◆ SOURCE PASSAGE
The programme could help as many as 300,000 low-income Indian households on reservations. Only 47 percent of such households have phones, compared with 94 percent of households nationwide.
East Palo Alto is a town of 28,000 people, mostly Latinos and blacks, where the ratio of students to computers in the classroom is 28-to-1, compared with 7-to-1 in better-off parts of the country.
Clinton said 100 years ago it was known as Ravenswood and suffered when the transcontinental railroad passed it by. In the information age, he said, ``No one has to be bypassed this time around.'
According to a nationwide telephone poll of 1,014 households commissioned by the Round Table Group, a Chicago-based consortium that focuses on the high-tech industry, 46 percent of Americans live in households with access to the Internet.
But the digital divide looms large: in American households with incomes less than $25,000, 68 percent do not have access to the Internet, and 67 percent of Americans who have not completed high school do not have Internet users in their households.

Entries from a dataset

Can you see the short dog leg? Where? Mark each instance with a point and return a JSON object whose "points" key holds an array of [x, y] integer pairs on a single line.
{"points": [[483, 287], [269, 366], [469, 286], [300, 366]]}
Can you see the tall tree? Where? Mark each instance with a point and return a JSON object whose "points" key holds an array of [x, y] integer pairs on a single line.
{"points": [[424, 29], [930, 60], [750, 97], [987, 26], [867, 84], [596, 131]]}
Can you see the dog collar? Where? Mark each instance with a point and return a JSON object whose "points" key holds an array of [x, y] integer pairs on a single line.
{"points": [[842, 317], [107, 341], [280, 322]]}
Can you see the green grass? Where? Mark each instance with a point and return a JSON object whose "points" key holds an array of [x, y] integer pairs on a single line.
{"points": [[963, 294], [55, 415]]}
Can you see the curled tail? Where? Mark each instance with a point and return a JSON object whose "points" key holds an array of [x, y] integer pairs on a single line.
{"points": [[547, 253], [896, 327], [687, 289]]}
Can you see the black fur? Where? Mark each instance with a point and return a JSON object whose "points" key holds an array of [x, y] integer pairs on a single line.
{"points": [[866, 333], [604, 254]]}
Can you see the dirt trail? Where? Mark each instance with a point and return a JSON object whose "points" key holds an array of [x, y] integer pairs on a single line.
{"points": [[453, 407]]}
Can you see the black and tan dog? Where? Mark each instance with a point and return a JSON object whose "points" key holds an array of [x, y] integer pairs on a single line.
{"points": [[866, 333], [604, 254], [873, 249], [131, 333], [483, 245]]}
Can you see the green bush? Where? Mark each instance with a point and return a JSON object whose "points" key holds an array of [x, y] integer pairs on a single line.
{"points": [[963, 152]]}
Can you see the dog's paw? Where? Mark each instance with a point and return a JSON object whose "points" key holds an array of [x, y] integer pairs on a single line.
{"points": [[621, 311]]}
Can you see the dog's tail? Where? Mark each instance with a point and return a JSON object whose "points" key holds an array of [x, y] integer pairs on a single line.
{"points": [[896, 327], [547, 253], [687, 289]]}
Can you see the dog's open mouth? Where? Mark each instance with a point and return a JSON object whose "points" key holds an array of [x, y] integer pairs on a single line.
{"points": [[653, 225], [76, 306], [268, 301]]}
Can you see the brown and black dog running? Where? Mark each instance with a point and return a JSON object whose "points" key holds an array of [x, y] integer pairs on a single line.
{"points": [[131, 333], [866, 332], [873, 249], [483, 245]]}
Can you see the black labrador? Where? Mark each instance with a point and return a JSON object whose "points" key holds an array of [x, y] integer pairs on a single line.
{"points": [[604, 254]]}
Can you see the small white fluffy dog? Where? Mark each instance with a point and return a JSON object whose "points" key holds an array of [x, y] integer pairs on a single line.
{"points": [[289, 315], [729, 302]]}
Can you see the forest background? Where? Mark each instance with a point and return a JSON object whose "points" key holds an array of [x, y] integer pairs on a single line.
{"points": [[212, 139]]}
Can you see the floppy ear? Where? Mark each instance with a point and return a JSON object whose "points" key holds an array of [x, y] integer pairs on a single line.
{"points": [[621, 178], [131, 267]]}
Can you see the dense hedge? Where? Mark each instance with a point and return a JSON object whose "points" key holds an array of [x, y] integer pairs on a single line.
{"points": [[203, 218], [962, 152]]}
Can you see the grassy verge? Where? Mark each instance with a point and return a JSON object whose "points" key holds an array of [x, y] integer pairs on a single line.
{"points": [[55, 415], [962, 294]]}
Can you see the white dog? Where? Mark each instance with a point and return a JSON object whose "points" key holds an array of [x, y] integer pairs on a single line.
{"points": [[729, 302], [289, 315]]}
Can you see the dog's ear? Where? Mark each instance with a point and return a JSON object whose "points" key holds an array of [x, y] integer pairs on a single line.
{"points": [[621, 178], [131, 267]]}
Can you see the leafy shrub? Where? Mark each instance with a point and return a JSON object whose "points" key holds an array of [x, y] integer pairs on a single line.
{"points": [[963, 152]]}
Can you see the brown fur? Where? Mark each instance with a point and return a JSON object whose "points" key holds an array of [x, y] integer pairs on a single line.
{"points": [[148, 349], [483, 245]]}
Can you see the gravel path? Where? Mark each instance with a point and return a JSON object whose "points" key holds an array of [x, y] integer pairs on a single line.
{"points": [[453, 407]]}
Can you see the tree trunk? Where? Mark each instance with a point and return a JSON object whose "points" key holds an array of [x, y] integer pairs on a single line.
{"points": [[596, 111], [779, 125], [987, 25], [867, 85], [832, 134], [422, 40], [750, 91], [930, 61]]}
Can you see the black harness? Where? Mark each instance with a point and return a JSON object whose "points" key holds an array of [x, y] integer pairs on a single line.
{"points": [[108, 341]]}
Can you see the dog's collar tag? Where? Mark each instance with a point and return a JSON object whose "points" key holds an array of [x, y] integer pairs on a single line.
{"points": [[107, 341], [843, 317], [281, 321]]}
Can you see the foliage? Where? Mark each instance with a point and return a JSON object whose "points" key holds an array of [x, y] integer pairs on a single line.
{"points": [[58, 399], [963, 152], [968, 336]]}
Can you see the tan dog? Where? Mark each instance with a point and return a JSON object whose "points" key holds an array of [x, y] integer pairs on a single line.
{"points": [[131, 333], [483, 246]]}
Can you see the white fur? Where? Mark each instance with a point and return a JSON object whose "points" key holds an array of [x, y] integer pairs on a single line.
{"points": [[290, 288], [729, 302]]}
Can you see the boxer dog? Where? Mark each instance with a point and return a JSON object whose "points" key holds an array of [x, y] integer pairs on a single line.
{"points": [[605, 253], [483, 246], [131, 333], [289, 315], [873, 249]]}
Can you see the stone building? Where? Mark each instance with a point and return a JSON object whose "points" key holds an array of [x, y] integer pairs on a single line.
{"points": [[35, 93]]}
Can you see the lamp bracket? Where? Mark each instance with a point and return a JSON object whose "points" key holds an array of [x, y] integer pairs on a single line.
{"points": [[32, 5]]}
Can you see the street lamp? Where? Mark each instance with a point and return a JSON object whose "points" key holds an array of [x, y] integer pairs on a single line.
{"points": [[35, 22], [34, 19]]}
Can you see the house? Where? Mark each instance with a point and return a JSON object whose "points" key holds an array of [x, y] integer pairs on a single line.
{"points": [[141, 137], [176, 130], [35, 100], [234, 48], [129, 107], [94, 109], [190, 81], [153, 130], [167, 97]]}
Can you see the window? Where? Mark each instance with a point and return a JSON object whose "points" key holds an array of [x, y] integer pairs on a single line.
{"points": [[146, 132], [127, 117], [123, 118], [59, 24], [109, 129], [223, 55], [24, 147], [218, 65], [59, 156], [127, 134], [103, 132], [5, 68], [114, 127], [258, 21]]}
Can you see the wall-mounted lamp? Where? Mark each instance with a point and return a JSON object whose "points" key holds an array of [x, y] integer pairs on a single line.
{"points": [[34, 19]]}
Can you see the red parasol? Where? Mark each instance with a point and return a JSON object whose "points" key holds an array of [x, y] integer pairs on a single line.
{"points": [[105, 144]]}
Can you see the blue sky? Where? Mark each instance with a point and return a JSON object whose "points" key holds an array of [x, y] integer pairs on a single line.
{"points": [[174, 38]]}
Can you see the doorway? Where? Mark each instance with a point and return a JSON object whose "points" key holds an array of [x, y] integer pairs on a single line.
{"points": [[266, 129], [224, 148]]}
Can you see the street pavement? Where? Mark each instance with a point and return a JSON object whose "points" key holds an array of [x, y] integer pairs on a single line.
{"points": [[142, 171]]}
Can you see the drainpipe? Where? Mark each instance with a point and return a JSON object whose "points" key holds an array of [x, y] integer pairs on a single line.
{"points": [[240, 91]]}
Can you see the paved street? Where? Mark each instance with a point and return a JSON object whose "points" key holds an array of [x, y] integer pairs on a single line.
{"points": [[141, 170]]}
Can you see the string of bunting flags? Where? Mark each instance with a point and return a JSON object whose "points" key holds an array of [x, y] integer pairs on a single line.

◆ PROBLEM A
Answer the following from the passage on the digital divide:
(i) What percentage of low-income Indian households on reservations have phones?
(ii) What is the ratio of students to computers in East Palo Alto classrooms?
(iii) How many households were included in the telephone poll commissioned by the Round Table Group?
◆ PROBLEM B
Reproduce the passage on the digital divide word for word, starting with "East Palo Alto" and going on through "to the Internet.".

◆ RESULT A
(i) 47 percent
(ii) 28-to-1
(iii) 1,014

◆ RESULT B
East Palo Alto is a town of 28,000 people, mostly Latinos and blacks, where the ratio of students to computers in the classroom is 28-to-1, compared with 7-to-1 in better-off parts of the country.
Clinton said 100 years ago it was known as Ravenswood and suffered when the transcontinental railroad passed it by. In the information age, he said, ``No one has to be bypassed this time around.'
According to a nationwide telephone poll of 1,014 households commissioned by the Round Table Group, a Chicago-based consortium that focuses on the high-tech industry, 46 percent of Americans live in households with access to the Internet.